### COMPLETE THE FOLLOWING
(a) Please list every number that appears in the jury duty essay, each with what it measures or counts.
(b) Extend the jury duty essay, starting right after its final sentence.

### ARTICLE
/---
My Problem With Jury Duty

I was recently called to jury duty at a Federal Court in Los Angeles. Because it is a Federal Court for the Southern California District, I would have had to go to downtown Los Angeles to serve -- a distance of over ten miles. As I was without a car at the time, that would have required me getting up very early – I was expected to report at 7.45 am—and traveling in the dark by two busses and a subway. I’ve attended jury selection before in my area, and because there is a State Court in downtown Beverly Hills, a short distance from where I live, easily walked to from where I live, this had never been a problem before. However that would not be a solution this time.

As the weeks toward my proposed service neared, I found myself becoming more and more annoyed. I could, if needed, solve that car problem. I could even bear to take that public transportation and since I’m a senior, complain about the four hour travel time if I was selected and see what happened.

So no, that wasn’t the problem. That wasn’t what was getting me riled up. But something was, and every time I thought about it, I became angrier and angrier. This was very much unlike me: I’m an easy going guy; perhaps too much so for my own good. So what was going on?
\---
### Object position labeling rows
/---
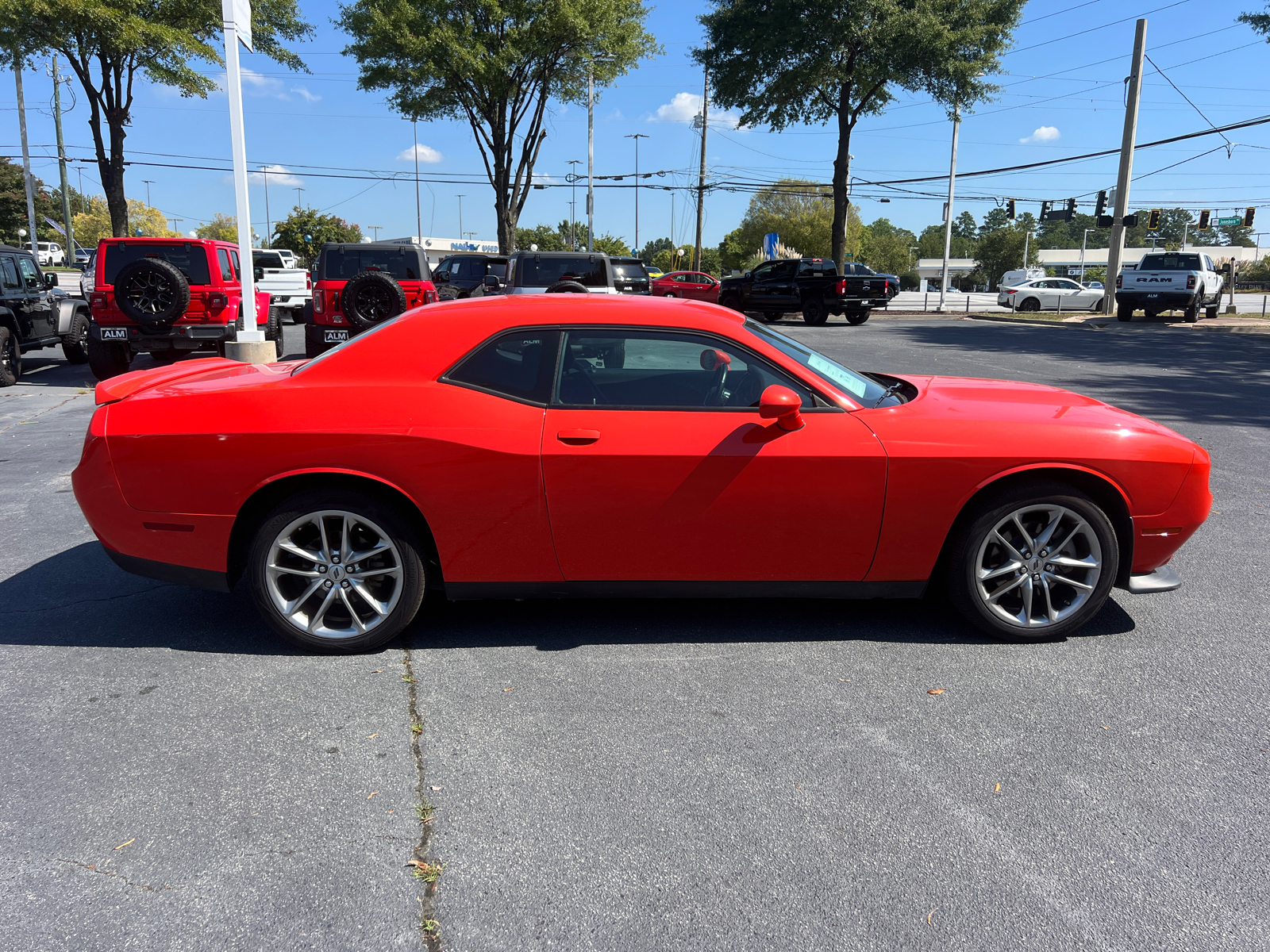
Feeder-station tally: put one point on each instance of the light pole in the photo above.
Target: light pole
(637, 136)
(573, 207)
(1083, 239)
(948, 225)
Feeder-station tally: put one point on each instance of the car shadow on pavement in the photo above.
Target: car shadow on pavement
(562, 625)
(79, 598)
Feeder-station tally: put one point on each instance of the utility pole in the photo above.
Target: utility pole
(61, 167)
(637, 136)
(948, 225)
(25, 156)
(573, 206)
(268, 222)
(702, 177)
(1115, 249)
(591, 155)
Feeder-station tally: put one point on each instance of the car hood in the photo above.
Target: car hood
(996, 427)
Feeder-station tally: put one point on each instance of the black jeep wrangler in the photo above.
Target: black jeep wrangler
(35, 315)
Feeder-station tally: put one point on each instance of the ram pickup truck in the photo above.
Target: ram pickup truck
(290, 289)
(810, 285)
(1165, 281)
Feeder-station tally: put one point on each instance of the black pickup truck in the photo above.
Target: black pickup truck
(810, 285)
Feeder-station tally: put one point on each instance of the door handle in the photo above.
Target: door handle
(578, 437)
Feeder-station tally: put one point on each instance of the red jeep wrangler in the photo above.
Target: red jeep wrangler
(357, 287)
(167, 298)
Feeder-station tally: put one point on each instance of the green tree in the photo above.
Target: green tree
\---
### RESULTS FOR EACH TASK
(a)
- over ten miles: the distance to downtown Los Angeles
- 7.45 am: the time to report
- two: the number of busses
- four hour: the travel time

(b)
Then I happened to read an op-ed piece in the LA. Times. It was about Global Warming, but it began with the writer speaking about her stint at jury duty and how simple that had been because, unlike the many complexities of Global Warming, she and the other jurors had been given a clear cut rule on what the law was they would have to apply to their case by a judge.


That’s when I realized what had been bugging me.

If I were put on a jury I would, like her, be sworn to uphold the law.

This sounds really quite simple, and judges do in fact go out of their way to simplify those laws pretty precisely when a case is to be decided. I know, because. I’ve served on juries before: both criminal and civil ones.

But now that was exactly the problem.

Because I could no longer swear that I would uphold the law. In fact, I couldn’t swear that I believed in the law: or in the American legal system.

This clearly was a problem: I could be faced with being asked to be sworn in, and what, refusing? Being held in contempt?
How has this come about?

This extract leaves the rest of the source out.